_Instruction_
Count how many lines in the rows below contain the word "wooden". Give only the number.

_Data for the task_
-- -- --

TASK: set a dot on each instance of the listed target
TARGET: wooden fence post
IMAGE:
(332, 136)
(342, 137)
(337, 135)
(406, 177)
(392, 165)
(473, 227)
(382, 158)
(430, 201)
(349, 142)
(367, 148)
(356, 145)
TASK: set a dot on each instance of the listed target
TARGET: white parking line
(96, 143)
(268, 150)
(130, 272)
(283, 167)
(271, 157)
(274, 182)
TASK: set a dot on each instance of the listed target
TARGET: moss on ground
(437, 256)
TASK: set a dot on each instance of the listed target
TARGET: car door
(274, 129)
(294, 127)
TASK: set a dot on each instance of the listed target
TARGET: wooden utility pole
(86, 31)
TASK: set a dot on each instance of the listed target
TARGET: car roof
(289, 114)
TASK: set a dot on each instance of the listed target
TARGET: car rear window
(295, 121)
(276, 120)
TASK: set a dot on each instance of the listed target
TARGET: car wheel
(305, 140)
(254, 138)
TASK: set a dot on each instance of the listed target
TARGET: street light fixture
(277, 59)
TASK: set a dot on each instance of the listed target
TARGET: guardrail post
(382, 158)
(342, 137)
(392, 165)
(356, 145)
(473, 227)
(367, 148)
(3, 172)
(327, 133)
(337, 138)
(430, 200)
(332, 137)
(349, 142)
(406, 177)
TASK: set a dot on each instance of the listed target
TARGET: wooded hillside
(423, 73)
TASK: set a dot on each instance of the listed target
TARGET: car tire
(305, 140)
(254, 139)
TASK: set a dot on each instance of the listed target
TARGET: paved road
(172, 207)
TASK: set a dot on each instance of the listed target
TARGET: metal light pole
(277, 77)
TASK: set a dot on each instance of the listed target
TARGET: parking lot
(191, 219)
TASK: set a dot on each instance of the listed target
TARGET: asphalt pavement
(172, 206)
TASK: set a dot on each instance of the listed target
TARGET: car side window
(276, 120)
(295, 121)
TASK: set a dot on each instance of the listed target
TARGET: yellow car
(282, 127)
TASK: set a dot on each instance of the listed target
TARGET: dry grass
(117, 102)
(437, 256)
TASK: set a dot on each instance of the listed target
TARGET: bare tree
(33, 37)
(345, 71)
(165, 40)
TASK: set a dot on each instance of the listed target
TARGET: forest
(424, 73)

-- -- --

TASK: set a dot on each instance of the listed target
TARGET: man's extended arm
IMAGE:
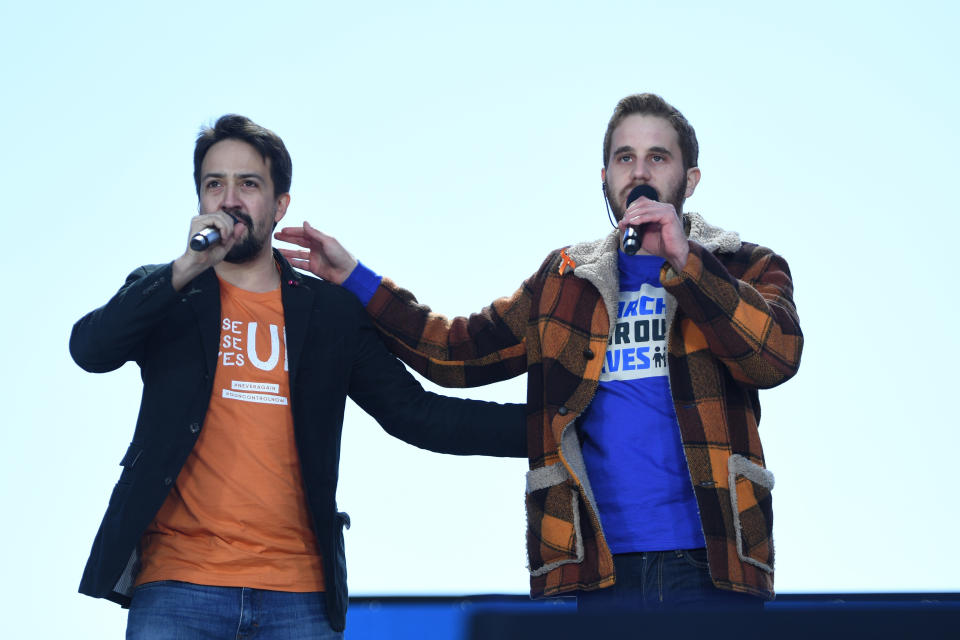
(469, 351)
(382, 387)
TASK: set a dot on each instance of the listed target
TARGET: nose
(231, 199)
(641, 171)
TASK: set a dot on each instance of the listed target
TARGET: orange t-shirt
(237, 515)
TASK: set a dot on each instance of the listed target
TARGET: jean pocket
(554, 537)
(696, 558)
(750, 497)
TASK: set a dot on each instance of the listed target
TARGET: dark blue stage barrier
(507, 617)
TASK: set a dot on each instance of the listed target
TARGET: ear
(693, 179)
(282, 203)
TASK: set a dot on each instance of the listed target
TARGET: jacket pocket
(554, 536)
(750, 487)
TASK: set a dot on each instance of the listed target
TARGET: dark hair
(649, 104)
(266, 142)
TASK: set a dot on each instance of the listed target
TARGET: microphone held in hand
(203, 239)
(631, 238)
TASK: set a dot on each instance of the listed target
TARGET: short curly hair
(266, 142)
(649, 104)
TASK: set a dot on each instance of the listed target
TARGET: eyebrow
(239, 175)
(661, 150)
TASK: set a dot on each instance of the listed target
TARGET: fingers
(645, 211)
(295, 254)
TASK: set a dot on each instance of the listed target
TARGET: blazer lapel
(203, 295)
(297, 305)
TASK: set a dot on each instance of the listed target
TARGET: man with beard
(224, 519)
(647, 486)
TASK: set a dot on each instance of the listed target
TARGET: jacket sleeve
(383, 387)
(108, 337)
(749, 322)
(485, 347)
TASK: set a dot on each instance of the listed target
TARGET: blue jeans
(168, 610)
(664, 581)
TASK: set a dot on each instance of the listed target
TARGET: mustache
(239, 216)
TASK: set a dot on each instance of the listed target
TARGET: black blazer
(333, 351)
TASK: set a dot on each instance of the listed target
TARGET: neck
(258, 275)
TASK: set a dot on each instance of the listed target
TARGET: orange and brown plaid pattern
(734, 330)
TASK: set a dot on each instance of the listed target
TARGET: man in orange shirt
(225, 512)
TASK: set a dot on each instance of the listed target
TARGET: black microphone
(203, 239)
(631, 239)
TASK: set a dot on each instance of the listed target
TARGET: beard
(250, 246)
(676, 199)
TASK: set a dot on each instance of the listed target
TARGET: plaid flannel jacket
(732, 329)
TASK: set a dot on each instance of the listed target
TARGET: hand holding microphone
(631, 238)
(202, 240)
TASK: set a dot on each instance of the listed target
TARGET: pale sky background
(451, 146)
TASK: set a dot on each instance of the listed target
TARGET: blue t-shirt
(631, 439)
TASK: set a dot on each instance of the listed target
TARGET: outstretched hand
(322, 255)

-- -- --

_Result_
2